* TEXTAUSZUG:
* * *
Außenseiter in einer Klasse von 14Jährigen zu sein ist ein knallhartes Brot, wer untendurch ist, warum auch immer, der kommt kaum hoch, wird nicht gefragt und was er sagt, wird geflissentlich überhört. Mobbing ist ein unzureichendes Wort für das, was an Aggression und Demütigung in einer so engen (Zwangs)Umgebung wie Schule stattfindet.
Fragt Tschick. Ein so starkes Buch zu Verfilmen dürfte extrem schwierig sein, bei den Darstellern angefangen. Wie sollen 14 Jährige Distanz in einem völlig distanzlosen Alter entwickeln? Vielleicht hat es deshalb so lang gedauert, bis aus dem Buch, das eigentlich alle schon als Film sehen wollten, dann ein Film wurde.
Das Interview mit dem „eingesprungenen“ Regisseur Fatih Akin hat mich beunruhigt. Wenn ein 40Jähriger Mann zu einem professionellen Rettungseinsatz gerufen wird und in seinen Aussagen dazu Sprache Berufsjugendlichkeit vor sich herträgt, dann klingt das im Radio eigenartig unglaubwürdig, ey kumpel. Akin ist ein Checker und weiß, wie man einen Film in sieben Wochen abdreht, so daß etwas daraus wird. Wenn er sich aber vorher noch die Glocke des Autorenfilmers umhängt, dann klingt das Projekt vor allem nach Geld, was verdient werden muß und Geld, was andere (die die Rechte bezahlt haben, die die Produktion finanzieren etc.)nicht verlieren möchten, und weil er ja auch mal nach Hollywood möchte. Sic.
„Ein Film von Fatih Akin“
Mein Sohn wird 11 und sagt: der Trailer war schlecht. Und wenn selbst bei schlechten Filmen wenigstens der trailer immer noch gut ist, dann muß der Film Tschick ein sehr schlechter Film sein. Eine gewisse Logik hat das . . . .
* * *
* MATERIAL:

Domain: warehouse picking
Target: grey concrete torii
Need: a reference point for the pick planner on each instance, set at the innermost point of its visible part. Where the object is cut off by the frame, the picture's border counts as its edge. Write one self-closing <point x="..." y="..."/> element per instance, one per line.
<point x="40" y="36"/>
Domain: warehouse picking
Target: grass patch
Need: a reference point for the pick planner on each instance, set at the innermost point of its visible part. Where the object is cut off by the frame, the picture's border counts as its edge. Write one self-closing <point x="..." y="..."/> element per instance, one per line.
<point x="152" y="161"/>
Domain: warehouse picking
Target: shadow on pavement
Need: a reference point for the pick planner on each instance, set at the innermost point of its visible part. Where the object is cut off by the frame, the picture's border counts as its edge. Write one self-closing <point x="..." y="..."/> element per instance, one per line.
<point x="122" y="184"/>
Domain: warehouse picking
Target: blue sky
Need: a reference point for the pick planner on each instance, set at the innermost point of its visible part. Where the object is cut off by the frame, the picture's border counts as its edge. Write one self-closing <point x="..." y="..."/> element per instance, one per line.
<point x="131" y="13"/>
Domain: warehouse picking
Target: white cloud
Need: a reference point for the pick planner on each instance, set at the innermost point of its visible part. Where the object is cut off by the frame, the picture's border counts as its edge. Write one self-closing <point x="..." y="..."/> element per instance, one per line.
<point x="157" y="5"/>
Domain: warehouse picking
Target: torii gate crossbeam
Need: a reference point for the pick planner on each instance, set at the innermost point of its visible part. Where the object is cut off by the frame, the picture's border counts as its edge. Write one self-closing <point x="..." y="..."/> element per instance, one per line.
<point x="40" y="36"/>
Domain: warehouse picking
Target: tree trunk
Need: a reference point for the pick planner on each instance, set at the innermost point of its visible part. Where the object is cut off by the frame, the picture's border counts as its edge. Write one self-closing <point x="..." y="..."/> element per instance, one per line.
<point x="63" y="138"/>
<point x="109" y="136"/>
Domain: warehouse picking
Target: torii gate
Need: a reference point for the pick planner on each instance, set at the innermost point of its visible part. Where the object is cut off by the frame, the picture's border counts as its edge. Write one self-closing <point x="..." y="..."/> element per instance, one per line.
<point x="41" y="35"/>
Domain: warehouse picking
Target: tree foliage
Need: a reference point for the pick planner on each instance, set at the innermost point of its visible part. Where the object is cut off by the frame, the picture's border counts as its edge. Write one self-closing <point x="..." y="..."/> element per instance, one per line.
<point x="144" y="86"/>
* * *
* AUFGABE 1: Prüfe, ob die Aussagen (a), (b) und (c) mit dem Textauszug übereinstimmen, und belege jede Antwort mit Ja oder Nein samt den entscheidenden Worten im genauen Wortlaut. (a) Akin weiß, wie man einen Film in sieben Wochen dreht. (b) Der Sohn hielt den Trailer für gut. (c) Das Wort Mobbing beschreibt das Geschehen an Schulen ausreichend.
* AUFGABE 2: Gib aus dem Textauszug den Abschnitt zwischen „Außenseiter in einer“ und „ein Film wurde.“ wortgetreu wieder, beide Stellen eingeschlossen.

* LÖSUNG 1:
(a) Ja: „Akin ist ein Checker und weiß, wie man einen Film in sieben Wochen abdreht“
(b) Nein: „der Trailer war schlecht“
(c) Nein: „Mobbing ist ein unzureichendes Wort für das, was an Aggression und Demütigung in einer so engen (Zwangs)Umgebung wie Schule stattfindet“

* LÖSUNG 2:
Außenseiter in einer Klasse von 14Jährigen zu sein ist ein knallhartes Brot, wer untendurch ist, warum auch immer, der kommt kaum hoch, wird nicht gefragt und was er sagt, wird geflissentlich überhört. Mobbing ist ein unzureichendes Wort für das, was an Aggression und Demütigung in einer so engen (Zwangs)Umgebung wie Schule stattfindet.
Fragt Tschick. Ein so starkes Buch zu Verfilmen dürfte extrem schwierig sein, bei den Darstellern angefangen. Wie sollen 14 Jährige Distanz in einem völlig distanzlosen Alter entwickeln? Vielleicht hat es deshalb so lang gedauert, bis aus dem Buch, das eigentlich alle schon als Film sehen wollten, dann ein Film wurde.